═══ SELECTED PASSAGE

# Death of the symphonic tradition?



## KenOC (Mar 7, 2011)

Somebody wrote in another thread that Shostakovich's 15th Symphony (1971) marked the end of the symphonic tradition that started with Haydn. It certainly still uses the vocabulary that most of us can understand and speaks to matters of seeming importance, however ambiguously.

Do you think this is true? Who has been writing symphonies since then that are likely to survive in general esteem?


----------



## joen_cph (Jan 17, 2010)

There was some discussion on this in a previous thread

http://www.talkclassical.com/538-shostakovich-last-great-symphonist-3.html

Others may have more to say ...


----------



## Art Rock (Nov 28, 2009)

Gorecki 3 will remain in the repertoire for sure.


----------



## clavichorder (May 2, 2011)

Hard for me to think of anything great after Shostakovich. William Schuman wrote some cool symphonies post 1970, and maybe some other American composers, but nothing to fit "in the line," really. I have heard about the Gorecki and its relative acclaim, but have not heard it myself. There certainly have been younger composers than Shostakovich that have written excellent symphonies, but most of those symphonies were written before 1971.


----------



## Crudblud (Dec 29, 2011)

I think Schnittke's 10 symphonies will stand the test of time, and all but one of those (No. 0, a sort of practice symphony from 1957) were completed after 1971. As for 21st century symphonies, I can't think of any at all, let alone ones that might become standard repertoire in periods to come.


----------



## clavichorder (May 2, 2011)

Well, thanks to a post by Joen_cph in that thread he linked, I can name Allan Pettersson. He wrote a number after 1971 and as far as I can tell, of consistent quality and style. There is a powerful spirit at work in his music, even if it is exceptionally thick and busy, with a crazy and negative vibe, almost to the point of not being able to sit through a symphony of his. I don't think he'll ever be mainstream, but I definitely feel he was a very genuine artist.


----------



## Art Rock (Nov 28, 2009)

Of course, several contemporary composers in addition to Schnittke have been writing a considerable number of symphonies (e.g. Rautavaara, Sallinen, Glass). Another one that I would love to see stand the test of time is Hovhaness' Symphony No. 50, Mount St. Helens, Op. 360 from 1982.


----------



## Crudblud (Dec 29, 2011)

clavichorder said:


> Well, thanks to a post by Joen_cph in that thread he linked, I can name Allan Pettersson. He wrote a number after 1971 and as far as I can tell, of consistent quality and style. There is a powerful spirit at work in his music, even if it is exceptionally thick and busy, with a crazy and negative vibe, almost to the point of not being able to sit through a symphony of his. I don't think he'll ever be mainstream, but I definitely feel he was a very genuine artist.

══════
═══ PROVIDED MATERIAL

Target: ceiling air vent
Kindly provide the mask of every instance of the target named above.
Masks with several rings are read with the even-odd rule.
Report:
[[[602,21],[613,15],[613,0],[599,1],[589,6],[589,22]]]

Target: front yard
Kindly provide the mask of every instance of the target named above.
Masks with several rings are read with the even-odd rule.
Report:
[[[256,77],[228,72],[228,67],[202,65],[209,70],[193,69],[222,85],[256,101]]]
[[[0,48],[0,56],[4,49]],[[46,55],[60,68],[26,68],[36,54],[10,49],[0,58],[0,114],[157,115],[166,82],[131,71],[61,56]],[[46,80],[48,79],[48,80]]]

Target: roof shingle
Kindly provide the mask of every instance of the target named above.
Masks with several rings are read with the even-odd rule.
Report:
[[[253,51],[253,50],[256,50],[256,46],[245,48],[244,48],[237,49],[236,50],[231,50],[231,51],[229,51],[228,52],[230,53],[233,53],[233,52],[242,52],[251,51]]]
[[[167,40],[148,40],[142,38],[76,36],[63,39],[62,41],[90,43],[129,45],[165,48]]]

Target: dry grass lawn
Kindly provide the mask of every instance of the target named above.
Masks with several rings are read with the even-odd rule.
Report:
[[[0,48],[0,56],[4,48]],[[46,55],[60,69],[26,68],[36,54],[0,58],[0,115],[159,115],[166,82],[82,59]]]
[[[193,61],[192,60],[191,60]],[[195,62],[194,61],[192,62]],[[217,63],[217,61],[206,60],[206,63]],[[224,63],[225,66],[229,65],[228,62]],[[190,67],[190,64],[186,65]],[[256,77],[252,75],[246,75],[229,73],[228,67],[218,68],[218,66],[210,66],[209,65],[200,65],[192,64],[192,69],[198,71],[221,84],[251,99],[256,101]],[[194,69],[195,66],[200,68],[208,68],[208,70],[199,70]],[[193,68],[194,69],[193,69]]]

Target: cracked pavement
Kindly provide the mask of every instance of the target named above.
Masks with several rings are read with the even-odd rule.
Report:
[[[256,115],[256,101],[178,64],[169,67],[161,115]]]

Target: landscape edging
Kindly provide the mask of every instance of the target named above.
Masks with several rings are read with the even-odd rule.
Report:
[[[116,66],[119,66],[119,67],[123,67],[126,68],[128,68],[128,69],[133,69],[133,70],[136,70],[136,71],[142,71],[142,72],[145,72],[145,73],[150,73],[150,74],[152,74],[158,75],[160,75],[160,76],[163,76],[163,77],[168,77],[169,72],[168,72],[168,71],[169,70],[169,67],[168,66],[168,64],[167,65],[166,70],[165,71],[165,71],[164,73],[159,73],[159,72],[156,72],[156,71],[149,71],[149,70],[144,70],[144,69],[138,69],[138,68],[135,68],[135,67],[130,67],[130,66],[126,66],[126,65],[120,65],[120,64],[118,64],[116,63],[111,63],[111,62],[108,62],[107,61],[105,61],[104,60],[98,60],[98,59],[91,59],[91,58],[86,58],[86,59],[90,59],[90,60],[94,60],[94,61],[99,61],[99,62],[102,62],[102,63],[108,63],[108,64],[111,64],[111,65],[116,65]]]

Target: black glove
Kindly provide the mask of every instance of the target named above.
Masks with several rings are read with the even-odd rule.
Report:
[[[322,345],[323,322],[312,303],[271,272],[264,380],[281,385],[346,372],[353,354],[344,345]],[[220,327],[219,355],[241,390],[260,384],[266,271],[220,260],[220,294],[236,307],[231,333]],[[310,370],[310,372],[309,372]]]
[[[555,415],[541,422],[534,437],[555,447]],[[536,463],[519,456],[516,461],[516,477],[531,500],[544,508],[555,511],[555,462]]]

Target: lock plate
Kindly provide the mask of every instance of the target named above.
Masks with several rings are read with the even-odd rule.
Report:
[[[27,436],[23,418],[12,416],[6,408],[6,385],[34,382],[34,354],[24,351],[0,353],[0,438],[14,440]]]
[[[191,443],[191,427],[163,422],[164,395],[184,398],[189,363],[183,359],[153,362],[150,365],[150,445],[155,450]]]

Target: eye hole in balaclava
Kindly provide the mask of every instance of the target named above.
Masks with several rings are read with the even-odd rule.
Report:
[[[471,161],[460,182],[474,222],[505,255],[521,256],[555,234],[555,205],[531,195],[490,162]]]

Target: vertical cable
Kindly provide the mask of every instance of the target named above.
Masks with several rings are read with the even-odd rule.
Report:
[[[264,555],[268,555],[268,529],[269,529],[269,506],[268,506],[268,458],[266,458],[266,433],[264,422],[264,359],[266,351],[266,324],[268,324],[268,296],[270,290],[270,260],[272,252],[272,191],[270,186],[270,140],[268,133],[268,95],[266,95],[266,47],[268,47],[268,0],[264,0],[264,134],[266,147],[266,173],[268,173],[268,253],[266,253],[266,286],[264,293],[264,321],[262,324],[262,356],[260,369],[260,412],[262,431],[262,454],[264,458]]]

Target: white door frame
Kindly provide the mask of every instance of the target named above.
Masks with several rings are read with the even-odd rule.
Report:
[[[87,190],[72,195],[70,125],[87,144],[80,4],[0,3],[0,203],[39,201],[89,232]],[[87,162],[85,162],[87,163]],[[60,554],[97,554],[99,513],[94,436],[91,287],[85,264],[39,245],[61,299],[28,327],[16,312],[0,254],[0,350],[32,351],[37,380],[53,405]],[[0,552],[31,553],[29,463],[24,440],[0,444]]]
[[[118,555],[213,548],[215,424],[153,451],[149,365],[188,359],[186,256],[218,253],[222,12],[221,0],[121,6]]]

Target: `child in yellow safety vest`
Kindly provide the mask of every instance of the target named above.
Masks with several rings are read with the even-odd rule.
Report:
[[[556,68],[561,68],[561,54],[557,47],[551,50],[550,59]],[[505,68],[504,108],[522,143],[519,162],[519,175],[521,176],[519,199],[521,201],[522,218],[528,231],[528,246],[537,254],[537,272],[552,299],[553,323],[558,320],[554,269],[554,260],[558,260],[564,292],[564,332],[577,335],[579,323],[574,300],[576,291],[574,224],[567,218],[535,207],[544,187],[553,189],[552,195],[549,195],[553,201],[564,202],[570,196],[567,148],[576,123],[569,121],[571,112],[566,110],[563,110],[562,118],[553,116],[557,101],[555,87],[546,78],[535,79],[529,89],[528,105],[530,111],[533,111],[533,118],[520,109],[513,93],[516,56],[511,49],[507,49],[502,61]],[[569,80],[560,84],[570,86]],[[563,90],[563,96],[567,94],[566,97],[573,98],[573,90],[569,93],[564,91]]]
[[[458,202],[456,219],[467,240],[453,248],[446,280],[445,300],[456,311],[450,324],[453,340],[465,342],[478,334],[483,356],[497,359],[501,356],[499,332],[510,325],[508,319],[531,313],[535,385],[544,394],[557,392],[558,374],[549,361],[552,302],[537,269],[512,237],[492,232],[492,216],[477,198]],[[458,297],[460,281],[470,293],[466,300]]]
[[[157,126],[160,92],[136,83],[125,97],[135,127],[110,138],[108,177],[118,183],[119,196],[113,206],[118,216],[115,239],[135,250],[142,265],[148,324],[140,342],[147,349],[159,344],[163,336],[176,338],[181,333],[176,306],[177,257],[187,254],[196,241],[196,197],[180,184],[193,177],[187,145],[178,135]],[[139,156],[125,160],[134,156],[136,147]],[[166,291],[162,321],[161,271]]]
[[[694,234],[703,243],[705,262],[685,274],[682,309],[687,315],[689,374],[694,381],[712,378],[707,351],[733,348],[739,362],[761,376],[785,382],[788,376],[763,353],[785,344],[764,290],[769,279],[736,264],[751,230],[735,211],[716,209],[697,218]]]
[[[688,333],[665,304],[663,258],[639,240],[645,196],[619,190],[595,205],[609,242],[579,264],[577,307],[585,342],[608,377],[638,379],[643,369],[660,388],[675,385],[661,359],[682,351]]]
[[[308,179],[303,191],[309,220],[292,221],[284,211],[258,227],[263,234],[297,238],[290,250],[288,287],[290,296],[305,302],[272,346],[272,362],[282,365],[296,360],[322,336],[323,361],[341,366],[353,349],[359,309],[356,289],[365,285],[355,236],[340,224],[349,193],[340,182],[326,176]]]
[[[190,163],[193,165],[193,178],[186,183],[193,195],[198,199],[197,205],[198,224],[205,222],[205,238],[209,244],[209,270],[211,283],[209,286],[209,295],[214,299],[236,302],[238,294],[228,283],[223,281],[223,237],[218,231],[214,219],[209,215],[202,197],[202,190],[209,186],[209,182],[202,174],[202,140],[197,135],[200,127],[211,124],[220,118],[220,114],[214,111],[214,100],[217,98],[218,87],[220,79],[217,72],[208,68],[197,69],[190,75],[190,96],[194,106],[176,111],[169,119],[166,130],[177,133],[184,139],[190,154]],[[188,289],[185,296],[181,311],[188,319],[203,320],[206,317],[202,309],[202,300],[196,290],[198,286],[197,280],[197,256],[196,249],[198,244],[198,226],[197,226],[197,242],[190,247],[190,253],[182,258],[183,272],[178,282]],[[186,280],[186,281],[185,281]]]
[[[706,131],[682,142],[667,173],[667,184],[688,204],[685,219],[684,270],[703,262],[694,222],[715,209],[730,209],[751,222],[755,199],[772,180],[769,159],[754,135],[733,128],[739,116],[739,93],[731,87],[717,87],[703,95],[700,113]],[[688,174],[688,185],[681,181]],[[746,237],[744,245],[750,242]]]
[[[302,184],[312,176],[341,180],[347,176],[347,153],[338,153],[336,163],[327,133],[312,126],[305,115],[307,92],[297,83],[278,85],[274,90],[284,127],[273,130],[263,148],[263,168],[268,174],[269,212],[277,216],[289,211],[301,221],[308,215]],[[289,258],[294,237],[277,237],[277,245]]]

══════

- _TASK STATEMENT_: Copy the stretch of the forum thread on the symphonic tradition from "Hard for me" through "written before 1971.", swapping "cool" for "remarkable".

- _SOLVED PROBLEM_:
Hard for me to think of anything great after Shostakovich. William Schuman wrote some remarkable symphonies post 1970, and maybe some other American composers, but nothing to fit "in the line," really. I have heard about the Gorecki and its relative acclaim, but have not heard it myself. There certainly have been younger composers than Shostakovich that have written excellent symphonies, but most of those symphonies were written before 1971.